[[ Dataset records open ]]
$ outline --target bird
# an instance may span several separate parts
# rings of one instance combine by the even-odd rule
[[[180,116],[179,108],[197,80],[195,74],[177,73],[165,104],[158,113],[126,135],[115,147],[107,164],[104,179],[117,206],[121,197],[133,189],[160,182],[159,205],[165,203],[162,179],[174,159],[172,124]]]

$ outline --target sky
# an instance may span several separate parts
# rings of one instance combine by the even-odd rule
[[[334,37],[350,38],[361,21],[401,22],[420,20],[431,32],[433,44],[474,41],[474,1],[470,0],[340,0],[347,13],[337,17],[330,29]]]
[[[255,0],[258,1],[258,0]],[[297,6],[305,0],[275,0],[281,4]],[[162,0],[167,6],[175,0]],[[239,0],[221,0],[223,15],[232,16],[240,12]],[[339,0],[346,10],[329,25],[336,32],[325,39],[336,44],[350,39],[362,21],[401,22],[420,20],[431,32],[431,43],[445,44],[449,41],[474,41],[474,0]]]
[[ Dataset records closed ]]
Exercise brief = The response should be every record above restated exactly.

Solution =
$ outline --target bird
# an instance may span several separate parts
# rings of one instance combine by the even-odd rule
[[[180,116],[179,108],[197,80],[195,74],[177,73],[165,104],[158,113],[126,135],[115,147],[107,164],[104,179],[117,206],[121,197],[133,189],[160,182],[159,205],[165,203],[162,179],[174,159],[172,124]]]

$ outline --target sky
# an instance may span several separate parts
# rings of one instance combine by the even-odd rule
[[[334,37],[350,38],[361,21],[401,22],[420,20],[431,32],[433,44],[474,41],[474,1],[470,0],[340,0],[347,13],[337,17],[330,29]]]
[[[255,0],[258,1],[258,0]],[[297,6],[305,0],[275,0],[281,4]],[[162,0],[167,6],[175,0]],[[239,0],[221,0],[223,15],[232,16],[240,12]],[[339,0],[346,10],[329,25],[336,32],[325,39],[336,44],[350,39],[362,21],[401,22],[420,20],[431,32],[431,43],[445,44],[449,41],[474,41],[474,0]]]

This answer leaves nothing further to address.